Records in a dataset
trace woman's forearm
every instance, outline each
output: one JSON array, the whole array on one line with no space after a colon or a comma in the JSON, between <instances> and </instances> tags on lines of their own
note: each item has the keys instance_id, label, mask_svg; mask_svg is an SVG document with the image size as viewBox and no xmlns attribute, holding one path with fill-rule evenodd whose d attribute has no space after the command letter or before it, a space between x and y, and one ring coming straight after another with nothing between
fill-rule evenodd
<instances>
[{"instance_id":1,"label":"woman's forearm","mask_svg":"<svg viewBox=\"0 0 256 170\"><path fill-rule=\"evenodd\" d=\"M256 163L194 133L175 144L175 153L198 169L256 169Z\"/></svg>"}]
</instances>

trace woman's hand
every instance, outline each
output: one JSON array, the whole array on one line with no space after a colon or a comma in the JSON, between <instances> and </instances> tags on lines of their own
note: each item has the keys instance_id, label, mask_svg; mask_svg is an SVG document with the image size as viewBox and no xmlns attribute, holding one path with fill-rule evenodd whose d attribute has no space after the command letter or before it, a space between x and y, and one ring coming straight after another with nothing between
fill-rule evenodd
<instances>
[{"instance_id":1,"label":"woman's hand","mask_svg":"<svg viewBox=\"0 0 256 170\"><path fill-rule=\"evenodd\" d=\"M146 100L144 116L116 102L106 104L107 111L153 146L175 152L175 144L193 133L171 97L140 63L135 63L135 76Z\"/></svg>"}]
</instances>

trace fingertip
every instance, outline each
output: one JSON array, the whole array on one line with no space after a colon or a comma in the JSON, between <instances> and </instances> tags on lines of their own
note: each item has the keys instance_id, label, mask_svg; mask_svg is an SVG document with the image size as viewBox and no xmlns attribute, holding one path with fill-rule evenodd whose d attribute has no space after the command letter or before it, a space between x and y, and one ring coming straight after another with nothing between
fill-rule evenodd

### What the task asks
Update the listing above by replacing "outline each" with "mark each one" wherever it occurs, and leave every other part unchanged.

### Task output
trace woman's forearm
every instance, mark each one
output: one JSON array, the whole array on one line with no space after a colon or a comma in the JSON, between <instances> and </instances> tags on lines of their own
note: each item has the keys instance_id, label, mask_svg; mask_svg is an SVG document with the image size as viewBox and no xmlns attribute, holding one path with fill-rule evenodd whose d attribute has no space after the command letter or before it, a space between x and y, and one ring coming straight after another with nothing between
fill-rule evenodd
<instances>
[{"instance_id":1,"label":"woman's forearm","mask_svg":"<svg viewBox=\"0 0 256 170\"><path fill-rule=\"evenodd\" d=\"M256 163L194 133L175 144L175 153L198 169L256 169Z\"/></svg>"}]
</instances>

trace woman's hand
every instance, mark each one
output: one JSON array, the whole array on one line with no space after a colon or a comma in the JSON, between <instances> and </instances> tags on lines of their own
note: each item has the keys instance_id, label, mask_svg; mask_svg is an SVG document with the image size as viewBox and no xmlns attribute, holding one path with fill-rule evenodd whose d attribute has no space after the command letter or before it, a space between x and y, and one ring coming straight after another with nothing between
fill-rule evenodd
<instances>
[{"instance_id":1,"label":"woman's hand","mask_svg":"<svg viewBox=\"0 0 256 170\"><path fill-rule=\"evenodd\" d=\"M146 100L144 116L116 102L106 104L107 111L153 146L175 152L175 144L193 133L171 97L140 63L135 63L135 76Z\"/></svg>"}]
</instances>

trace fingertip
every instance, mark each one
output: one JSON array, the whole array on one line with no space after a colon or a comma in the JSON, between <instances> and </instances> tags on lines of their own
note: each item has the keys instance_id, label, mask_svg; mask_svg is an SVG document with the image size as viewBox and no xmlns attribute, holding one path with fill-rule evenodd whose d attribute has no space after the command letter or before it, a space between x and y, and one ring coming straight after another with nothing between
fill-rule evenodd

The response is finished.